限れたものとはいえ、近代以前にも文化交流や人的交流の例があります。たとえば江戸時代の百科事典『和漢三才図会』には、乳香、捕鯨、ソハールやミルバトの町に触れた項目があります。17 世紀のキリシタン司祭ペトロ岐部活水が、1619年に日本人として初めてオマーンを訪れたとも言われます。
しかし、近代に入ると、より急速なペースで両国関係の構築が進みました。250年以上も鎖国を貫いた日本は、19世紀後半に開国を迫られました。1868年の明治維新で新政府が成立し明治天皇が元首の座につくと、知識や技術を習得し日本を近代国家に発展させるため、様々な使節団が世界に派遣されました。1880年には陸軍の古川宜誉工兵大佐が、短期間マスカットに立ち寄りました。数日後、伊東祐亨司令長官が指揮する戦艦「比叡」が、日本海軍艦艇として初めてマスカット湾に入港しました。続く数年間、オマーンを訪問または通過する様々な日本人との人的交流が見られました。

データ抜粋:
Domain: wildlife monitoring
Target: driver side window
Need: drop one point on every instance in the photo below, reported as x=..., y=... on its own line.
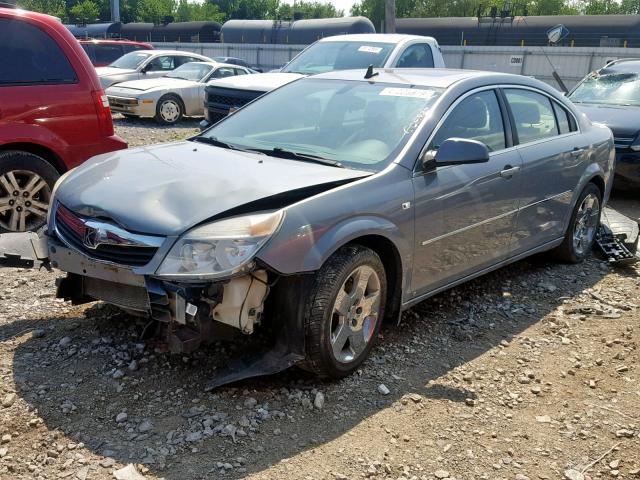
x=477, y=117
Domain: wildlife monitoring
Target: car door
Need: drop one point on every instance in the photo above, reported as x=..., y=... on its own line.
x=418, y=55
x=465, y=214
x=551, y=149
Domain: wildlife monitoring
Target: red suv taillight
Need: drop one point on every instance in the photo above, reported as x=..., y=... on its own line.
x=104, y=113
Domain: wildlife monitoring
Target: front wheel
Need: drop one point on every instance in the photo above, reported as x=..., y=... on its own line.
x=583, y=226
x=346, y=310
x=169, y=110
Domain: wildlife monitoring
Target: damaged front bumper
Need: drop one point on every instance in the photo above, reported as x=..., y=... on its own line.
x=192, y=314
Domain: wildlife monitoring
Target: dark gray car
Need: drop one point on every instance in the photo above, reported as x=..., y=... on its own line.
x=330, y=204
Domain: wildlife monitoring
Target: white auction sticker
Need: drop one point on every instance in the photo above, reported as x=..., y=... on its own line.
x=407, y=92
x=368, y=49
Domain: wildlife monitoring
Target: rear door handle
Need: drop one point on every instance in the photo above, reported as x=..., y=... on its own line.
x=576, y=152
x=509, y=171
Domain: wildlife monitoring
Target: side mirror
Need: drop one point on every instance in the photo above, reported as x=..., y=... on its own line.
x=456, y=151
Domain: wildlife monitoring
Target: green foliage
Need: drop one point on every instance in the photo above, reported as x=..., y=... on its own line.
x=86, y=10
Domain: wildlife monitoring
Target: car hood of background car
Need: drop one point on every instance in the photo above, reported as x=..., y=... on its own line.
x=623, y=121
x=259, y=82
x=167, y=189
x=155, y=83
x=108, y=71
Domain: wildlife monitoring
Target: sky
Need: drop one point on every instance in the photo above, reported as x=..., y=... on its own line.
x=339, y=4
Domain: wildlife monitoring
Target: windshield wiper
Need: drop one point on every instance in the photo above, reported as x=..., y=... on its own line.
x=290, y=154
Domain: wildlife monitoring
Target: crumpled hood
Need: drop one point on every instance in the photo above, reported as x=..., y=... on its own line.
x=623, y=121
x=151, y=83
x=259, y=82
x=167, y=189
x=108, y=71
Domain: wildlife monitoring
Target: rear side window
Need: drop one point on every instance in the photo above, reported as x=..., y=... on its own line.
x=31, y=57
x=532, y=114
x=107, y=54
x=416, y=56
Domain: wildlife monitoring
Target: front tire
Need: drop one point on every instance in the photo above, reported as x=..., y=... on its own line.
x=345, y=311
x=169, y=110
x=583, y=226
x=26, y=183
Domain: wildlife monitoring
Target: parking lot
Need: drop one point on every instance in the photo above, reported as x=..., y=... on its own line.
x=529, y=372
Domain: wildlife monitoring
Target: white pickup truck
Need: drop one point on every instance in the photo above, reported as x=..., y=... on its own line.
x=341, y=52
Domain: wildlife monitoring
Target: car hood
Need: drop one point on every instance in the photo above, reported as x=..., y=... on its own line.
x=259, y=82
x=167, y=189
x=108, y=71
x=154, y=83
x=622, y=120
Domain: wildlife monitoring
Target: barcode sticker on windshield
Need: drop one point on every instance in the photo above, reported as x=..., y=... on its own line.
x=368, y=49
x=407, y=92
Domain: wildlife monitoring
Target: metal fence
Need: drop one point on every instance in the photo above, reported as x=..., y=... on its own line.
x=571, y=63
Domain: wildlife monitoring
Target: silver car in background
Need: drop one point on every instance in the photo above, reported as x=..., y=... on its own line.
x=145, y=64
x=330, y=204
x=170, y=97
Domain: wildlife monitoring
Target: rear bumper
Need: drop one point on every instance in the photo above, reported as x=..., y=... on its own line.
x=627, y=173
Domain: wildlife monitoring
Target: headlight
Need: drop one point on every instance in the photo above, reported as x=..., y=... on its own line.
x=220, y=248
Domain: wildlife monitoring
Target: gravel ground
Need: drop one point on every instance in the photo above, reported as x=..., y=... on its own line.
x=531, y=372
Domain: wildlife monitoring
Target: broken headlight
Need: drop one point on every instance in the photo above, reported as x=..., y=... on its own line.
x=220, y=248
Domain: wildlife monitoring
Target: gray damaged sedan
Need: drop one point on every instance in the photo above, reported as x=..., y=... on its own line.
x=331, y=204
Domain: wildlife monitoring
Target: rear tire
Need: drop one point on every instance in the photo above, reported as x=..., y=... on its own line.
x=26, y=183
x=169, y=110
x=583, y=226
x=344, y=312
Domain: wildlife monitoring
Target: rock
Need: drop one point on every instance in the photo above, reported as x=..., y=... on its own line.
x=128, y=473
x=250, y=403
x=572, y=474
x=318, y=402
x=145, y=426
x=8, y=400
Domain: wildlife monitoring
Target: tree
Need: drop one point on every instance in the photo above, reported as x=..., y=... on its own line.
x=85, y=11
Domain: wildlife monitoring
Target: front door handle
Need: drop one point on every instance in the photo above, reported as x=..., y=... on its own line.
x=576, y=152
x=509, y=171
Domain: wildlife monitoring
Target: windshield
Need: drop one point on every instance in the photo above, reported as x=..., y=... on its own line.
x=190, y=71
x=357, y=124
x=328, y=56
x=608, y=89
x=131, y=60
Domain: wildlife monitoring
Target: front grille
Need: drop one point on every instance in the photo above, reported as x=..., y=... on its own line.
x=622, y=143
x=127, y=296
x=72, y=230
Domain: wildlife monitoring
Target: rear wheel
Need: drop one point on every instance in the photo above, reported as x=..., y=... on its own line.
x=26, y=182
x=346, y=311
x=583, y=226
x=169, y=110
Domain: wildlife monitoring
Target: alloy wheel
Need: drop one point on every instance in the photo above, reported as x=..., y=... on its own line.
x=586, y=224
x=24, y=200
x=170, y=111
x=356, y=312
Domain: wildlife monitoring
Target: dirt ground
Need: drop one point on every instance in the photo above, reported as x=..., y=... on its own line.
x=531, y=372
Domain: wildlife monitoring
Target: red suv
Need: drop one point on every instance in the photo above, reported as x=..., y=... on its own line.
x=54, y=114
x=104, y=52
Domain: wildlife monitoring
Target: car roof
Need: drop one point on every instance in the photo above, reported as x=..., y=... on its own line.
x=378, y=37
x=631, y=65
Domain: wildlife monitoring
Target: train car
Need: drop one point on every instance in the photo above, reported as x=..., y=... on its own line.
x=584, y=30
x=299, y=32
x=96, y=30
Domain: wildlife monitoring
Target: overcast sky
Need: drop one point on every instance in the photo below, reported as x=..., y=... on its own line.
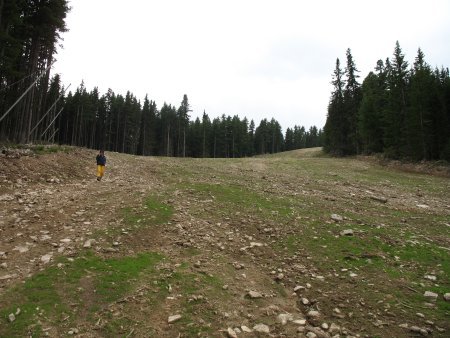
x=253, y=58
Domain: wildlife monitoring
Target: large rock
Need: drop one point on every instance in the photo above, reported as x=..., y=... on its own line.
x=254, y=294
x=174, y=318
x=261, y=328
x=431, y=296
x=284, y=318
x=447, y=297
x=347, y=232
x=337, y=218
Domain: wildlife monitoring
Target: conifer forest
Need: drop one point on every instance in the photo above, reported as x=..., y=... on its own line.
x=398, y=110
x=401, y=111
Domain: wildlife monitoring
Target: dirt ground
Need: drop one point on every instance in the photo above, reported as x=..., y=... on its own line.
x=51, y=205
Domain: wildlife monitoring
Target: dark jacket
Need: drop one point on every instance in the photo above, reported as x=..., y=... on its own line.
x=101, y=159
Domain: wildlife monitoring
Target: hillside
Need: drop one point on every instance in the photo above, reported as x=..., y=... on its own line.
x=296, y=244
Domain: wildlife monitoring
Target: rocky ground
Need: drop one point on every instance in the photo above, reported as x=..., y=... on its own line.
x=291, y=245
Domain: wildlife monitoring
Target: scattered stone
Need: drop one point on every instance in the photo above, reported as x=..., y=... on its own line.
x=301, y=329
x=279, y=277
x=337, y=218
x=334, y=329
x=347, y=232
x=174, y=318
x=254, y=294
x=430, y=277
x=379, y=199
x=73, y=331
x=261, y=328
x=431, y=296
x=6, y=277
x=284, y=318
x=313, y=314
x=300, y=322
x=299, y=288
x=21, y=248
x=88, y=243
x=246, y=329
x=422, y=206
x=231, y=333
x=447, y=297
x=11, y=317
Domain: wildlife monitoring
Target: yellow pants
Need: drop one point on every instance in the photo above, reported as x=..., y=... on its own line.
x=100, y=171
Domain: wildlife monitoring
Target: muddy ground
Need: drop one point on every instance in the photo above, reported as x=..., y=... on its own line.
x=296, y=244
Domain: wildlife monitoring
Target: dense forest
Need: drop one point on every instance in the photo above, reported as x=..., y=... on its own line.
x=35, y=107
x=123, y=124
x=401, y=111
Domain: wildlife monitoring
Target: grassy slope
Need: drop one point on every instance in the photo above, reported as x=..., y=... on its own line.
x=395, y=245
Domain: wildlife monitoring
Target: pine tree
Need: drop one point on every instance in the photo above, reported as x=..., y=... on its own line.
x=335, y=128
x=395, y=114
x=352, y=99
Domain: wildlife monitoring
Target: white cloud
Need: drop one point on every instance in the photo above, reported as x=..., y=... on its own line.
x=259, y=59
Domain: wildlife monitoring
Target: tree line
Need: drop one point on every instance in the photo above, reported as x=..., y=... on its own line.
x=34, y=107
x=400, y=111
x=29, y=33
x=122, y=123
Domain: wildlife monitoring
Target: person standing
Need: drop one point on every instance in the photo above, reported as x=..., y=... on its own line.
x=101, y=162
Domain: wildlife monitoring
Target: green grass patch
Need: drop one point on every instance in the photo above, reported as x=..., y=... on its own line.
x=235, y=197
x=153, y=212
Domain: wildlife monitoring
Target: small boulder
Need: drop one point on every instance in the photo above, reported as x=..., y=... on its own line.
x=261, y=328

課題一覧:
**a.** 日本とオマーンの交流史の文章によると、日本海軍艦艇として初めてマスカット湾に入港した戦艦は何ですか。
**b.** 日本とオマーンの交流史の文章を、最後の文の後から書き継いでください。
データは提示文とは別の資料です。

課題別の結果:
**a.** 伊東祐亨司令長官が指揮する戦艦「比叡」です。

**b.**
1924年、明治時代の著名な地理学者・評論家の志賀重昂が、オマーンを訪問しました。これが、両国の現代における関係の大きな転換点とみなされます。両国の関係緊密化を提案するため突然オマーンを訪れた志賀は、前触れなく押しかけたにも拘らずタイムール・ビン・ファイサル・アル・サイード国王への謁見を許されました。志賀の話を聞いて日本への興味を強めた国王は、退位後の1936 年に日本を訪れ、数年間神戸で暮らした末日本人女性と結婚しました。数十年を経た1963 年、故カブース・ビン・サイード・アル・サイード国王が外遊の途上で来日しました。日本は1971年にオマーンを国家として承認し、1972年に外交関係を樹立しました。以来、1994 年の当時の皇太子同妃両殿下のオマーン訪問、1997 年の副首相ファハド・アル・サイード殿下の訪日をはじめ、両国間を多数の要人が往来しています。
両国間で今日のような文化的、人的、経済的な交流が確立された背後には、上述のような歴史的背景があったのです。